### Required action
What follows are records. Restate all of them word for word.

### Supplied records
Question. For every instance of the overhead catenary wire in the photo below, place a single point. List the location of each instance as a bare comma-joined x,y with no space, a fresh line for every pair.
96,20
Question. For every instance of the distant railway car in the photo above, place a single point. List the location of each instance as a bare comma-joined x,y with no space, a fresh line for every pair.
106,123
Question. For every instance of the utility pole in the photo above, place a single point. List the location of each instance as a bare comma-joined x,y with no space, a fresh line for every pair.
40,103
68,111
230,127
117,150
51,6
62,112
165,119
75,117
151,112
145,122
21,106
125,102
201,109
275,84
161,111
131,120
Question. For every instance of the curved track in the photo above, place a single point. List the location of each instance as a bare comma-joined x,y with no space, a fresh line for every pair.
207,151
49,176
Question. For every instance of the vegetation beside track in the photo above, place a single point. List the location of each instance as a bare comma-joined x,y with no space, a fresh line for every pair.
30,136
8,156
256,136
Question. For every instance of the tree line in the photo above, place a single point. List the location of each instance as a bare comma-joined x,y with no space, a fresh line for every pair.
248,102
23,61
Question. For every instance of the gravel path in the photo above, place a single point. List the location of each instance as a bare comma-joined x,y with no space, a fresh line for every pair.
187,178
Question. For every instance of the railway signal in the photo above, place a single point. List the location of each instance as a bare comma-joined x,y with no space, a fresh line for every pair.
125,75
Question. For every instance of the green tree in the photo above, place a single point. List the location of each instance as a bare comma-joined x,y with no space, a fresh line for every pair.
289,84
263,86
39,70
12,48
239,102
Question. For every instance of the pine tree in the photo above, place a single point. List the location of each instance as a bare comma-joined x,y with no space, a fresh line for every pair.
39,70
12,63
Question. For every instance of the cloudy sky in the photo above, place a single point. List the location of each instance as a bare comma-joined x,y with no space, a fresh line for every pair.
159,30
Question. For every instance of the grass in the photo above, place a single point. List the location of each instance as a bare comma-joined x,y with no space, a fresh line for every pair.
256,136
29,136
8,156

### Task answer
Question. For every instance of the overhead catenary wire in the photo below, place a single point. List the location of each instance as a bare comma-joined x,y with no space, a fresh line for every pair.
96,20
Question. For every instance of the distant railway car in the photo above, place a single point. List the location of each instance as a bare comma-joined x,y with no space, a fresh line for every pair.
106,123
Question. For every instance of the utility pole in the photo above, place a single point. List the location of each instance as a bare comma-joined x,y with no space, a fresh line for every pair.
40,103
68,111
230,127
117,150
51,6
62,112
165,119
75,117
151,112
145,122
21,106
125,102
201,109
275,84
161,111
131,120
Question. For every instance of the curved track in the photo above, place a single point. List the location of each instance as a bare comma-joined x,y with no space, a fresh line for every pair.
207,151
49,176
Question. For every instance of the vegetation beside track in the photo above, place a single point. List the location of each instance as a bare comma-joined x,y with no space, a fresh line for every pair.
30,136
8,156
256,136
Question. For every instance of the tree line in the photo above, place a single point. List the location of each instance as a bare comma-joined x,y with no space, a fresh line for every pair.
248,102
23,61
Question. For every instance of the gravel path in the photo above, place a single point. List the location of each instance as a bare comma-joined x,y with no space, a fresh line for every pair.
187,178
Question. For every instance of the railway signal in the photo above, place a single point. List the location of each instance as a bare comma-joined x,y with no space, a fresh line for every pair.
125,75
Question. For every instance of the green tree in the photo above, place a single point. List the location of each instance as a bare comma-joined x,y with no space, a fresh line for every pair.
289,84
263,86
39,70
12,48
239,102
Question. For every instance of the pine tree in the photo above, place a single point. List the location of each instance as a bare comma-joined x,y with no space, a fresh line for every pair.
39,70
12,63
Question. For every instance of the cloudy sky in the photo above, place a single point. List the location of each instance as a bare comma-joined x,y with no space, a fresh line for every pair.
159,30
Question. For every instance of the grass in the photo above, place a single point. List the location of each instance as a bare comma-joined x,y with no space, a fresh line for every pair.
256,136
29,136
8,156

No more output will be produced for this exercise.